%%

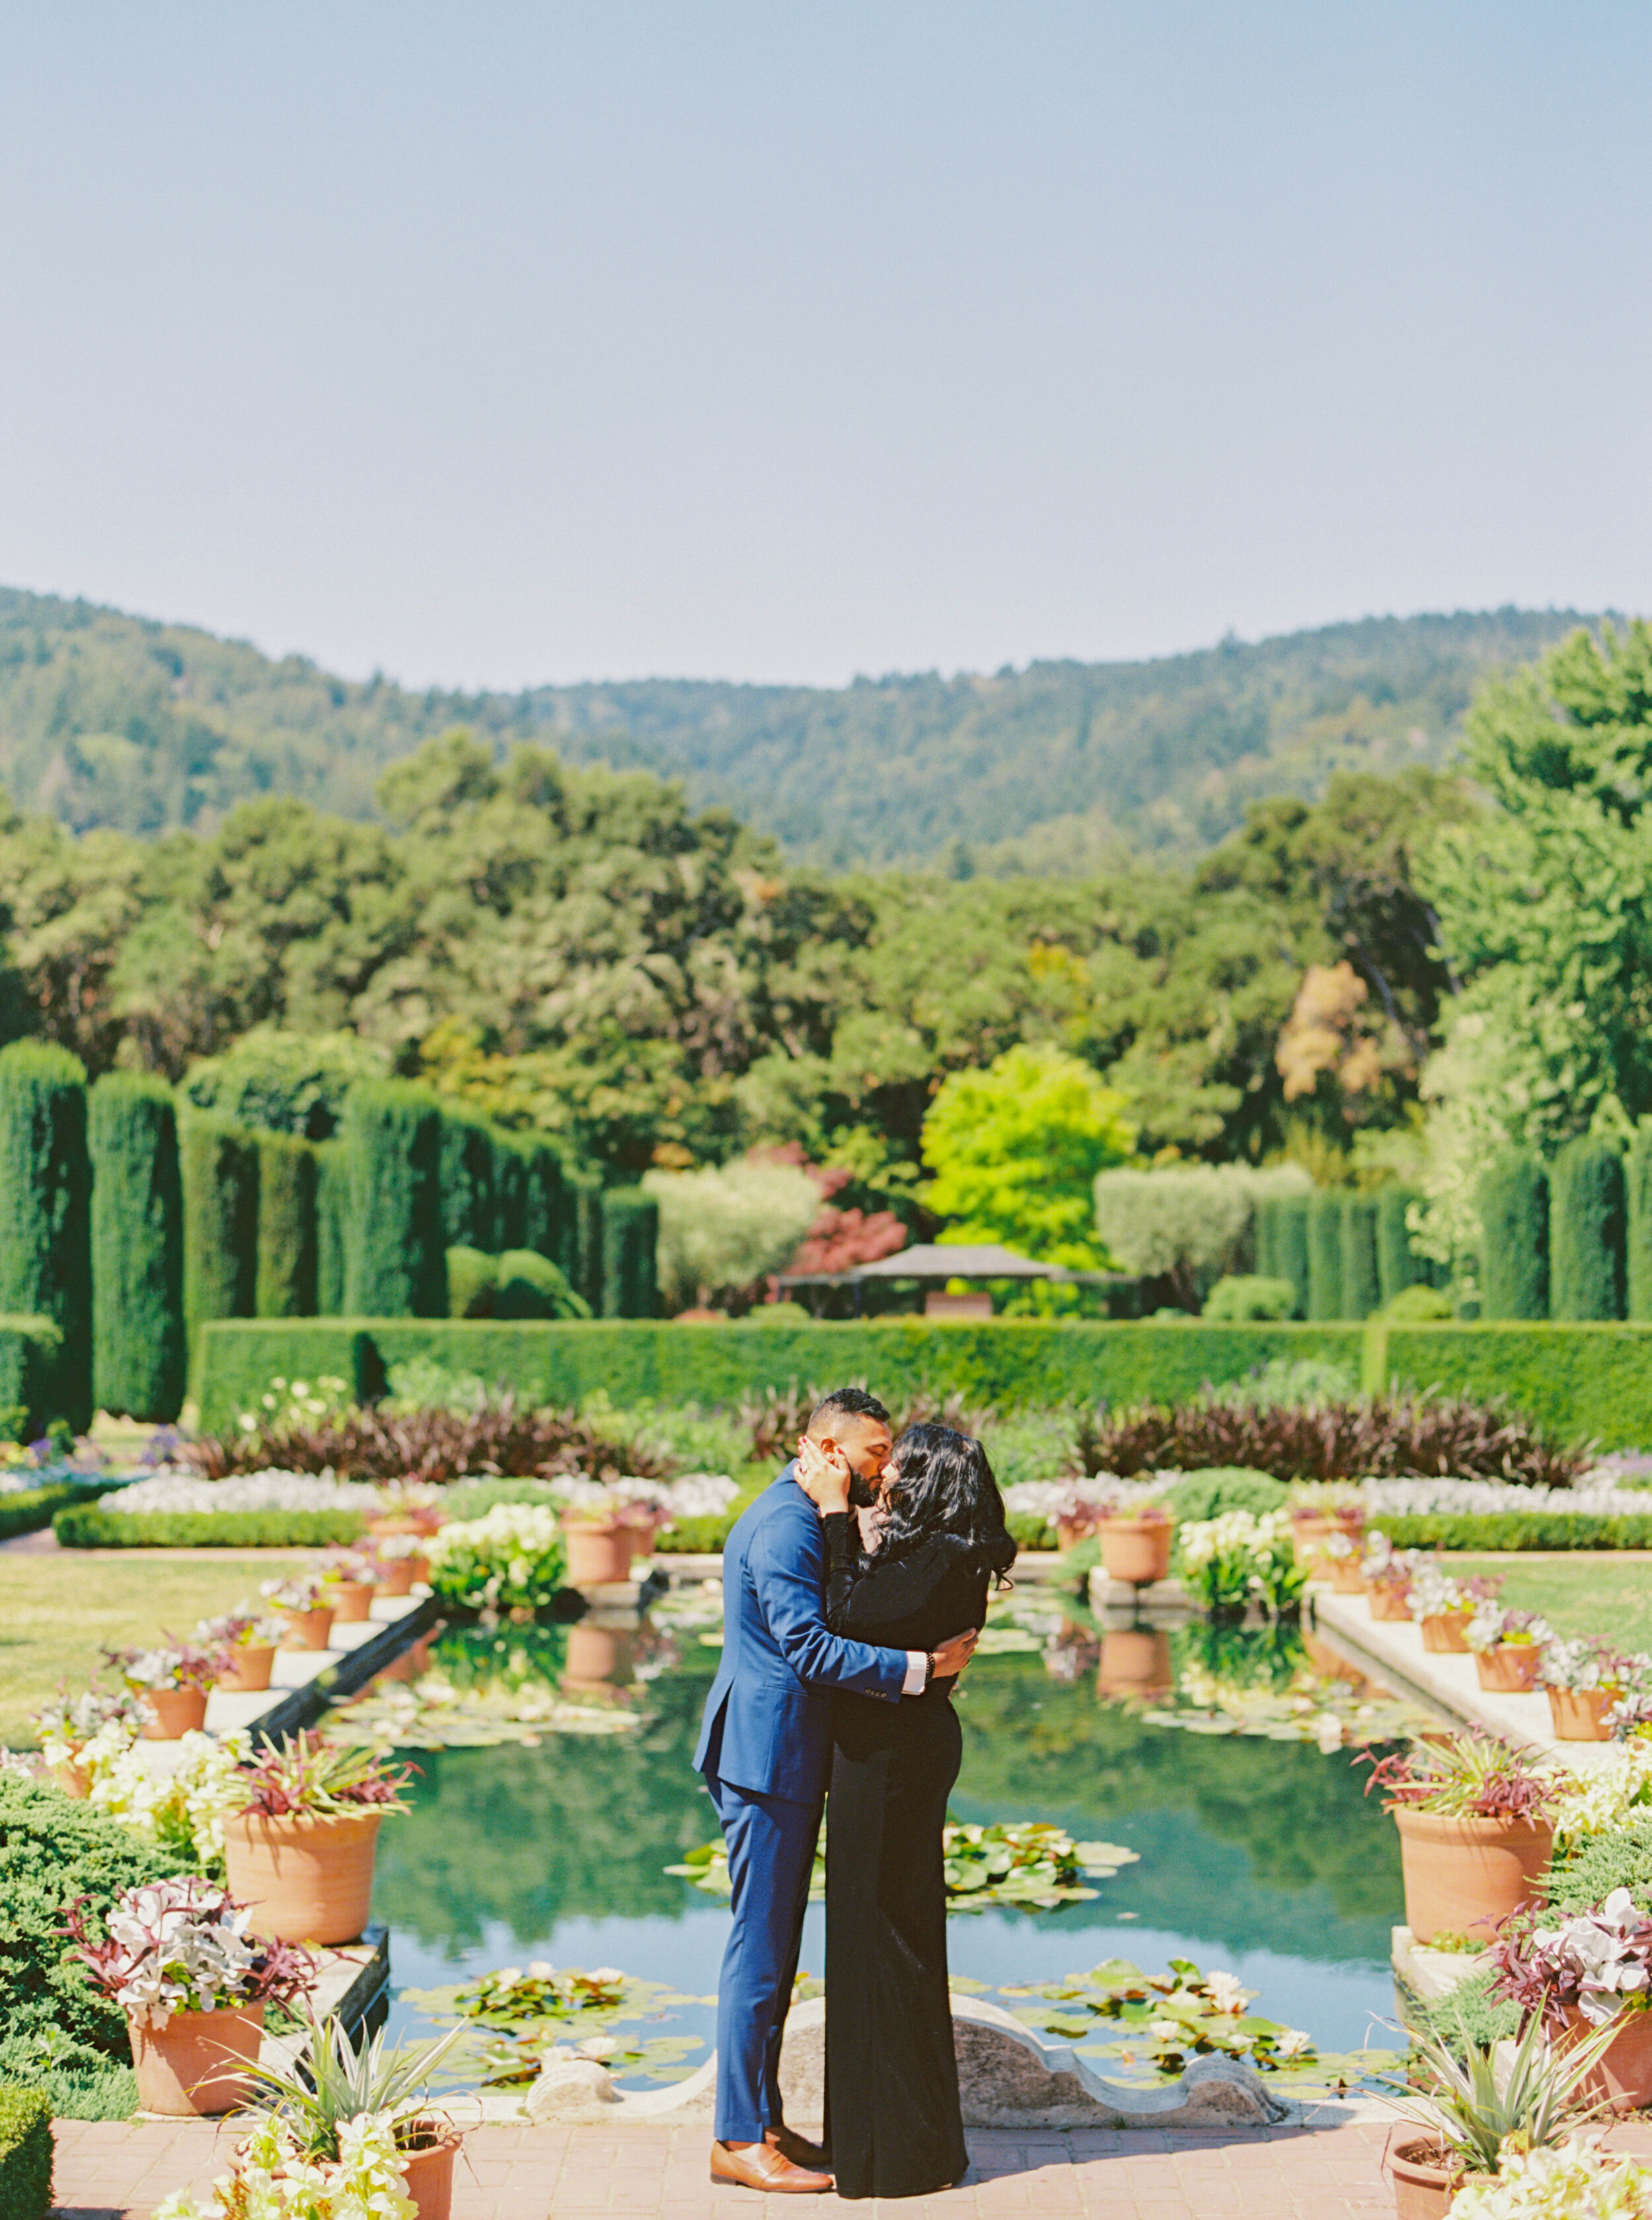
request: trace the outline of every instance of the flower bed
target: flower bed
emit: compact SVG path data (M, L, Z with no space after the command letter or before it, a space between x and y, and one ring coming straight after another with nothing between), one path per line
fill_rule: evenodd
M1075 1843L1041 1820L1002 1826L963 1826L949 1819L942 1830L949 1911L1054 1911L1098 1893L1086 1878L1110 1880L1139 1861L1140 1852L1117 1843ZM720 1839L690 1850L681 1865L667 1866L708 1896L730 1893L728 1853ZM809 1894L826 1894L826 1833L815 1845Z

%%
%%

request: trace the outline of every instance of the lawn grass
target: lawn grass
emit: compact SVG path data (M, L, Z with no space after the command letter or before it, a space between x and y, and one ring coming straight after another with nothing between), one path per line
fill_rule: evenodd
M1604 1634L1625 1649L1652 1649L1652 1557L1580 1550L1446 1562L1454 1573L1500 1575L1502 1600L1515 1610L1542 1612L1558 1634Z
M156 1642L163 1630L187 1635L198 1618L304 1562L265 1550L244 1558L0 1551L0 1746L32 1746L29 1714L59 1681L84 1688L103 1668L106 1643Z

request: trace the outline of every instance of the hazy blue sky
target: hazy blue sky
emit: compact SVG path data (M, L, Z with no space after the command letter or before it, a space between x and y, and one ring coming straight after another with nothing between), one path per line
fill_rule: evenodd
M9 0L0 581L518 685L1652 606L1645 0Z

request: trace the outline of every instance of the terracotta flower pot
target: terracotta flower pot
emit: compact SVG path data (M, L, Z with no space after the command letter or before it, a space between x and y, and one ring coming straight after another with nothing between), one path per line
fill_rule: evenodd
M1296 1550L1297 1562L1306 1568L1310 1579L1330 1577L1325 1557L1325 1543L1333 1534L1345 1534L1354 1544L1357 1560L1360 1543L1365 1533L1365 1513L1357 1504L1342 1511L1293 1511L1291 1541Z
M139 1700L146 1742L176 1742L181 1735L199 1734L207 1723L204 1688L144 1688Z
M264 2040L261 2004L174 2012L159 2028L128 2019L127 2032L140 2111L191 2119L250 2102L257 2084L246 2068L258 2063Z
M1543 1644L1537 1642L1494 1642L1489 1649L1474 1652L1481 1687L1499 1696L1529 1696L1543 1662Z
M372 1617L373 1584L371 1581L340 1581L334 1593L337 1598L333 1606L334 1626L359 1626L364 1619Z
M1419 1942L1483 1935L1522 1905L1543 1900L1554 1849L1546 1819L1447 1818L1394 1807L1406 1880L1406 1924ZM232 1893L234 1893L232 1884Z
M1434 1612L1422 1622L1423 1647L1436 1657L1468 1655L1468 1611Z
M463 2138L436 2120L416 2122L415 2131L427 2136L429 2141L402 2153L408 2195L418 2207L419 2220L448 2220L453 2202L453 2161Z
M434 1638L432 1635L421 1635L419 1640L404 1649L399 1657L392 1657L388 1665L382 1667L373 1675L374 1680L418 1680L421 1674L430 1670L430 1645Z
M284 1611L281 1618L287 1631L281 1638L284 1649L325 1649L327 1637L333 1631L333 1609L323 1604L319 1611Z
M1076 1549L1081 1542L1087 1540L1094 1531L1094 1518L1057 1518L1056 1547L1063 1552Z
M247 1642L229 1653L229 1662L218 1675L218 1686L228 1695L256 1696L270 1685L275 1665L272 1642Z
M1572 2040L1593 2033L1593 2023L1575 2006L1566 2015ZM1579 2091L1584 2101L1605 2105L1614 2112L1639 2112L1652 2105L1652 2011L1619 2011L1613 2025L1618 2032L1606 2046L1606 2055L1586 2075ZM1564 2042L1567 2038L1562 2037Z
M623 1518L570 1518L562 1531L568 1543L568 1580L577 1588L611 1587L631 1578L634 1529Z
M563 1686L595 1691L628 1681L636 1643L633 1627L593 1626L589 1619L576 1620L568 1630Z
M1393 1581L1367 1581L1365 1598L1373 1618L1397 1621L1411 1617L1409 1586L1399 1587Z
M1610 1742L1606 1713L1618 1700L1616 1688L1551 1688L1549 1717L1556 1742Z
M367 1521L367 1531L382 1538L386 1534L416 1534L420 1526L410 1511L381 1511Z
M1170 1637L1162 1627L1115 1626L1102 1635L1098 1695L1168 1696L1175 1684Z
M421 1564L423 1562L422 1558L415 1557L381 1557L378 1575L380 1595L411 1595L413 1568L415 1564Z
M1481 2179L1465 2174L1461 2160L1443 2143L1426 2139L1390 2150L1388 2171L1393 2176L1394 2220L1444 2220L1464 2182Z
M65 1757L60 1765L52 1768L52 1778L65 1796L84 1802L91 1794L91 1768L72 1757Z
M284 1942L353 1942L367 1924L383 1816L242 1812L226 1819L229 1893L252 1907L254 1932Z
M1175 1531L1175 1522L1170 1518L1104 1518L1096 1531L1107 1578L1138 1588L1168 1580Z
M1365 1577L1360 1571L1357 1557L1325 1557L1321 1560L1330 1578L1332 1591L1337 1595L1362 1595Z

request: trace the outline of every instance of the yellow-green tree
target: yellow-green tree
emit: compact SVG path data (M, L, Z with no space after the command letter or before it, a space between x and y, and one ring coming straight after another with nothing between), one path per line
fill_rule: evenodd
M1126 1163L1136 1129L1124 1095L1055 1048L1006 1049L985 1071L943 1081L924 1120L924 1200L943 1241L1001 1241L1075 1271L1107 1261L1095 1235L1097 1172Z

%%

Directions for this task: Go through the records above and, whenever a line includes the word "grass", copy it.

Result of this exercise:
request: trace the outline of every instance of the lawn grass
target: lawn grass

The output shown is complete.